◆ **GIVEN RECORDS**

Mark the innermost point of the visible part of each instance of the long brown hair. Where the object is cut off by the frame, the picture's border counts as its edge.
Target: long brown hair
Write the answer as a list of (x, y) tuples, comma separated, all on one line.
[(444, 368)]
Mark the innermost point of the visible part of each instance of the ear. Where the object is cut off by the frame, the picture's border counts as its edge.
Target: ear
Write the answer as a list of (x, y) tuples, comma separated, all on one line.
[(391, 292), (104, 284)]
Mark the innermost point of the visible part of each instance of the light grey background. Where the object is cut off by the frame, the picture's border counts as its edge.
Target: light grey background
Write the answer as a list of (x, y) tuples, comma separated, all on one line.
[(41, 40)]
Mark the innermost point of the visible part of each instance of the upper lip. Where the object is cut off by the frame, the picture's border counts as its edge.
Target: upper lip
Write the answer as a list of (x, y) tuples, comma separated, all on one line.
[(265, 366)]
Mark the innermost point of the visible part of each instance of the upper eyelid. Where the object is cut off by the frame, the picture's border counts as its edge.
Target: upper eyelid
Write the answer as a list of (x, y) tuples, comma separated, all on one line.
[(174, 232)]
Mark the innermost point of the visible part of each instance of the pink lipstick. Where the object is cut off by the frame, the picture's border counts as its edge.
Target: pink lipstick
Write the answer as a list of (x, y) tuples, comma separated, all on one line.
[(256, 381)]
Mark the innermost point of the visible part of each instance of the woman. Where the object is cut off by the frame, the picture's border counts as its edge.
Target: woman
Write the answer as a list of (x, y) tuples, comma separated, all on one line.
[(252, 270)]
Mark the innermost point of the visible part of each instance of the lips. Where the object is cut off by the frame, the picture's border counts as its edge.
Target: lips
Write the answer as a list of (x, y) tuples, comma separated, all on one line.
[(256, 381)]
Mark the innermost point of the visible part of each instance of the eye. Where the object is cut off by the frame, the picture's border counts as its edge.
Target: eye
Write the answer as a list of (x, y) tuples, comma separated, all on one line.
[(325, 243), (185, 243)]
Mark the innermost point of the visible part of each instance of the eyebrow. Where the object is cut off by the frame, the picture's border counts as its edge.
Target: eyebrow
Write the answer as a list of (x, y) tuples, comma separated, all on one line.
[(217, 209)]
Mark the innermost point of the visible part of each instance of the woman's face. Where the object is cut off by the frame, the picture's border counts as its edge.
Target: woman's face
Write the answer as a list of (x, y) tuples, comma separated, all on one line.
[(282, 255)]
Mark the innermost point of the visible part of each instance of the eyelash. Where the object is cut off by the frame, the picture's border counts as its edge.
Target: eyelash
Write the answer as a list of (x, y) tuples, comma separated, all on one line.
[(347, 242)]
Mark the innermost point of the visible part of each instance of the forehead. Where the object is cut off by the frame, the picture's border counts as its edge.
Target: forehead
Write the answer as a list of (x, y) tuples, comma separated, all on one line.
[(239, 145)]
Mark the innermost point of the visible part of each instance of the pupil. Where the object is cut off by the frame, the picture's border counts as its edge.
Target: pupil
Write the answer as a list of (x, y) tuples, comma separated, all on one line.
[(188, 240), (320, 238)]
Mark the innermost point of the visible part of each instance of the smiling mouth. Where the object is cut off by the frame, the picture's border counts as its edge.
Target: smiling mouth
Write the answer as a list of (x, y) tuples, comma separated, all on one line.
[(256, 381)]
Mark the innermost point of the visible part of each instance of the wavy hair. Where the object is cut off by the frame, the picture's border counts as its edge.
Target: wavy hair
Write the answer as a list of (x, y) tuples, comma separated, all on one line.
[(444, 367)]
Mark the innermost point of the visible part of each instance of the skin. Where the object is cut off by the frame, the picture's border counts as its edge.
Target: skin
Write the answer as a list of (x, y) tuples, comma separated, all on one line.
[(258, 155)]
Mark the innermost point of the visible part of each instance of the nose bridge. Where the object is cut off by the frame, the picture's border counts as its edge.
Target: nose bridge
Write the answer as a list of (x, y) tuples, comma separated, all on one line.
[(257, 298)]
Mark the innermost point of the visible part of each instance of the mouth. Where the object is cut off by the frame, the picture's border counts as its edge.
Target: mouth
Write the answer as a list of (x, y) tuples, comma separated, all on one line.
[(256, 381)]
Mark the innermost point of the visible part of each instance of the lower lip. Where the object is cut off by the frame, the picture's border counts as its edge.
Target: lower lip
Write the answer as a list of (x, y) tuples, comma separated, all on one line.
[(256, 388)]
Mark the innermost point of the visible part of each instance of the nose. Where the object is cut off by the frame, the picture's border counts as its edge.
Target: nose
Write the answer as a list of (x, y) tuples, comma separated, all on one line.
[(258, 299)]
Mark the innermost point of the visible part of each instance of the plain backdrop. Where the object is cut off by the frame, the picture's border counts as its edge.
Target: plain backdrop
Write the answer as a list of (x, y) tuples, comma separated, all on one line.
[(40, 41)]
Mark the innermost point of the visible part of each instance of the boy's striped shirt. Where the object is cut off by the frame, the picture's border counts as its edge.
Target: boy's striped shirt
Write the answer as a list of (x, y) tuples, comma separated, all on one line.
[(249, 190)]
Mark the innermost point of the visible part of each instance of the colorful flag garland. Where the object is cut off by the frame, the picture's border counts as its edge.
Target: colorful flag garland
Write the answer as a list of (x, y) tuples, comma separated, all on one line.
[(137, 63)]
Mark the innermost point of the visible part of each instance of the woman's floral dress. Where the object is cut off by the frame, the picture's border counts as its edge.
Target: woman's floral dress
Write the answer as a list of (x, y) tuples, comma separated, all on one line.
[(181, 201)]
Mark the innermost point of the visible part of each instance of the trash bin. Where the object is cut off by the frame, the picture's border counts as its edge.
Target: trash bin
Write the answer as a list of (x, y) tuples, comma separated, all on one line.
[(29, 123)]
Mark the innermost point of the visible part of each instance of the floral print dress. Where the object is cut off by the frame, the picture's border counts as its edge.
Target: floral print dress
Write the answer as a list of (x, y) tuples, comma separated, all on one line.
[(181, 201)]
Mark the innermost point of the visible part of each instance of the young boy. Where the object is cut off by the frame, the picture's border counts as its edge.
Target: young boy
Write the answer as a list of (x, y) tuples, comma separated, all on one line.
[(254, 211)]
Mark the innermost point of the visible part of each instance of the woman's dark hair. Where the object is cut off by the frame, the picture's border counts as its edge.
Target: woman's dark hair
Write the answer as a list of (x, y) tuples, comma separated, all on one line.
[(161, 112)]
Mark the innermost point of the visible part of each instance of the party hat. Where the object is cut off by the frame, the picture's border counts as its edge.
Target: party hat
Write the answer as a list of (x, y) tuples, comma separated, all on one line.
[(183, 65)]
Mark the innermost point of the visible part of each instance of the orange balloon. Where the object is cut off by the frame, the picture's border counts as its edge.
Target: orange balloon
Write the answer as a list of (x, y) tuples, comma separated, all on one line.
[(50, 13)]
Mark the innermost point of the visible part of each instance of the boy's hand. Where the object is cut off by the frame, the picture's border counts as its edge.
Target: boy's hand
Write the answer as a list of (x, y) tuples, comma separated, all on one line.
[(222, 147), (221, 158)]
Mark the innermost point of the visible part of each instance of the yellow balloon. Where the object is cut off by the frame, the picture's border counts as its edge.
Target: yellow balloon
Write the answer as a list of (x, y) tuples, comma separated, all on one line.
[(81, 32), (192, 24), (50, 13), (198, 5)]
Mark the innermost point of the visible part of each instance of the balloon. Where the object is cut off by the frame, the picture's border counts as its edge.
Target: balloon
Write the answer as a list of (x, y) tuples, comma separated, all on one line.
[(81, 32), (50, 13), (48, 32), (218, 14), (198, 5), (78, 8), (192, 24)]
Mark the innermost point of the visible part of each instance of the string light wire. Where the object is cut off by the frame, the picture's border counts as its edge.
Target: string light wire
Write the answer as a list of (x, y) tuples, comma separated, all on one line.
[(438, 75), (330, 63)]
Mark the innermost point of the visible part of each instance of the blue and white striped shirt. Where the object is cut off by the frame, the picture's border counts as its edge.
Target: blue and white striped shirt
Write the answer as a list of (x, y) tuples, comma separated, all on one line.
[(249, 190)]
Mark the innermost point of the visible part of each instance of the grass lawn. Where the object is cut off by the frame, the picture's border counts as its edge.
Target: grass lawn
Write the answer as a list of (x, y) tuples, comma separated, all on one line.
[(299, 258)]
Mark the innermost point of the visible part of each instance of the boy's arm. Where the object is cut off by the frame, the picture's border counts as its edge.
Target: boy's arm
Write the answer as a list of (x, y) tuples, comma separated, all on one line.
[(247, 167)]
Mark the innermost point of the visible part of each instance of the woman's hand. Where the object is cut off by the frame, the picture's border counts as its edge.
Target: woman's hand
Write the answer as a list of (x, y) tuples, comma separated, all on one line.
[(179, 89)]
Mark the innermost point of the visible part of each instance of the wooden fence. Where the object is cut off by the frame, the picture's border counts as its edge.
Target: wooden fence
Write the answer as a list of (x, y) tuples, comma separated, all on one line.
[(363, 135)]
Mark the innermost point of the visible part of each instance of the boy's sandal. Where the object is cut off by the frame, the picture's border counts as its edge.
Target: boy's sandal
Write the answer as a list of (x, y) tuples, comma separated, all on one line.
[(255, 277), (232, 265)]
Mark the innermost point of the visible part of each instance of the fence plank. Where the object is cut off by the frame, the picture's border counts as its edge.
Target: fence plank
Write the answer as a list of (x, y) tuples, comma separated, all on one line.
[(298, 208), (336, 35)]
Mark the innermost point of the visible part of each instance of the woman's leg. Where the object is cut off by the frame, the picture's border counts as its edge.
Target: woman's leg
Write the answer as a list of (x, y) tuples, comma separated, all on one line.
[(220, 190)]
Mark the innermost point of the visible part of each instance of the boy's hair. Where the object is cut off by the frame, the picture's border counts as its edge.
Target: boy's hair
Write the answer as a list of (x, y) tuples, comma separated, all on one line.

◆ **TASK TO CARRY OUT**
Look above for the line holding "the woman's face." and the line holding "Target: woman's face", then output exactly those two lines and every line between them, nothing more.

◆ **WRITTEN SOLUTION**
Mark the innermost point of the visible part of each instance of the woman's face. Where the object is cut off by the frame, the picture's border counts as its edge.
Target: woman's face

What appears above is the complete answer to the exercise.